■ Brief ■
Give only the number of lines in the entries below that contain the string "sunglasses".

— BEGIN —

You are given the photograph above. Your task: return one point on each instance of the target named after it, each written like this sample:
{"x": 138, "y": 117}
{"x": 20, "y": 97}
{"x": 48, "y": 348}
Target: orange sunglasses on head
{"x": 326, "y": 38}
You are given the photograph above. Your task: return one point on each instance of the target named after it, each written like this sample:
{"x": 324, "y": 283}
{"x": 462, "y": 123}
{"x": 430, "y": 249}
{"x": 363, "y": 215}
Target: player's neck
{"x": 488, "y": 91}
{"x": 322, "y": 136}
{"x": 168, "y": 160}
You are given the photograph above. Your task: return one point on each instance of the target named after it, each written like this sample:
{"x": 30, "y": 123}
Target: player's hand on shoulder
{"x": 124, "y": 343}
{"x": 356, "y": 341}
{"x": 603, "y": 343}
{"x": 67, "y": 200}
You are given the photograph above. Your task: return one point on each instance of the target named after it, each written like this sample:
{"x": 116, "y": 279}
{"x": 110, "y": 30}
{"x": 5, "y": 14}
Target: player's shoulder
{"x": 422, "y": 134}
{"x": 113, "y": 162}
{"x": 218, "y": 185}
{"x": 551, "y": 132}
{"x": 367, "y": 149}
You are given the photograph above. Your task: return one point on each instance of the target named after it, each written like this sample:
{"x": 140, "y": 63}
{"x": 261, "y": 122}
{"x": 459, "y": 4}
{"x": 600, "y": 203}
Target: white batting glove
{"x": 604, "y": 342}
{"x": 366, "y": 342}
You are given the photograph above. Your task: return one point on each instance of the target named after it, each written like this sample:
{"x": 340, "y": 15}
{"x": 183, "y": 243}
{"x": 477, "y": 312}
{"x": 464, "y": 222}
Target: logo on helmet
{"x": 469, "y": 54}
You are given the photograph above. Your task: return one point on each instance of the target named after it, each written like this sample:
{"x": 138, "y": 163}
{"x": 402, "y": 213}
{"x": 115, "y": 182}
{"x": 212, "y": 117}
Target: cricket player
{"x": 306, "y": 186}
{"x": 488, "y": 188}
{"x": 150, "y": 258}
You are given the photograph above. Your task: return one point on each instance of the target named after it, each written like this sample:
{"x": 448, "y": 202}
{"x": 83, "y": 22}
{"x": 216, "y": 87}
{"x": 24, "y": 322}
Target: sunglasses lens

— END —
— BEGIN —

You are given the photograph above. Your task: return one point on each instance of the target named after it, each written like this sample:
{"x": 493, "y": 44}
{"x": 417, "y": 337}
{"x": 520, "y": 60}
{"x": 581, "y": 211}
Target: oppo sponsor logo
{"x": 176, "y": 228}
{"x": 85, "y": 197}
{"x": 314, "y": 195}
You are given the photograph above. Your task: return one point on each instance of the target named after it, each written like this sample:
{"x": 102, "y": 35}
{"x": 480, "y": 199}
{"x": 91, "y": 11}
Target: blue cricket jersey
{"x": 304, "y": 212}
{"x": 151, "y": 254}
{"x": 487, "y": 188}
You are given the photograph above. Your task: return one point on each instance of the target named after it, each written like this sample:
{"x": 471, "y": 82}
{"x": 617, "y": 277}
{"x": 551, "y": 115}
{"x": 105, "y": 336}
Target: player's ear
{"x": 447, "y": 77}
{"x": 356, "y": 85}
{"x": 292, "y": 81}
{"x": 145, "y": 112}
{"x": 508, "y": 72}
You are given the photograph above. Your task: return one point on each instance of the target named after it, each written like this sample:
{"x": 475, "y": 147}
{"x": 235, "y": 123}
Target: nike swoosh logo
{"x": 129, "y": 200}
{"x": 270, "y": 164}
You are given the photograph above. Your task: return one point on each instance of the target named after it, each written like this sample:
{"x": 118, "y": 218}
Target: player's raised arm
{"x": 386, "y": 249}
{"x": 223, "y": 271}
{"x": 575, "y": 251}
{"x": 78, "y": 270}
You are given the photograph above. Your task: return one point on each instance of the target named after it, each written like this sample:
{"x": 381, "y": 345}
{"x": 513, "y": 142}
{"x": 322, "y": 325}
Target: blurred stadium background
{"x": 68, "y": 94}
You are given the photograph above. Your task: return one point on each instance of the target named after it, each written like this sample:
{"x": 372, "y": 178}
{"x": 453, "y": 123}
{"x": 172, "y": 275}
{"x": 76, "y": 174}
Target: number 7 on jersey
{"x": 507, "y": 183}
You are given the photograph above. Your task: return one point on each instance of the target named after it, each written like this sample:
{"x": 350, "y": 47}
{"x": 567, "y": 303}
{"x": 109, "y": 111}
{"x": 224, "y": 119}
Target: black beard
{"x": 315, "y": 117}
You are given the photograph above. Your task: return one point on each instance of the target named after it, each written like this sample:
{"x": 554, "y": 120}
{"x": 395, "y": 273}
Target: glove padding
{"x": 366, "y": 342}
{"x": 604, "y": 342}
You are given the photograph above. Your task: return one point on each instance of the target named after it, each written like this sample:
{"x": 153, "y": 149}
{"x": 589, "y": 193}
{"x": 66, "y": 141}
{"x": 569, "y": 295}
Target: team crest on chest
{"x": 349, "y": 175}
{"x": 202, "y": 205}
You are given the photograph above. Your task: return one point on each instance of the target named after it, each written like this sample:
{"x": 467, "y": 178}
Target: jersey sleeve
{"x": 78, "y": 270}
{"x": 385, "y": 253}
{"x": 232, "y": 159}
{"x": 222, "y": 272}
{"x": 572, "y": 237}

— END —
— BEGIN —

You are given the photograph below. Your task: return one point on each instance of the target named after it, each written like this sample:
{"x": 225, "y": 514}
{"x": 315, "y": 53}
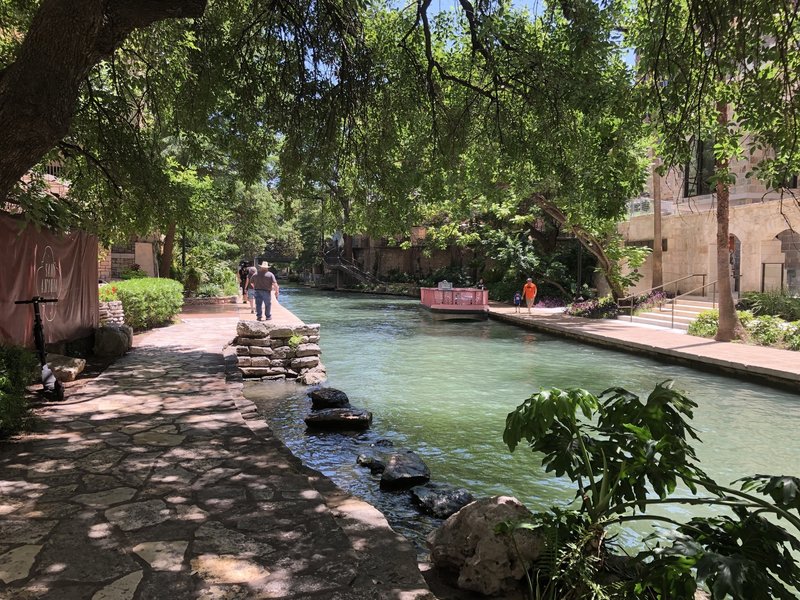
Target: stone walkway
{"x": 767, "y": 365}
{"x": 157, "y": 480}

— END —

■ Output for this task ■
2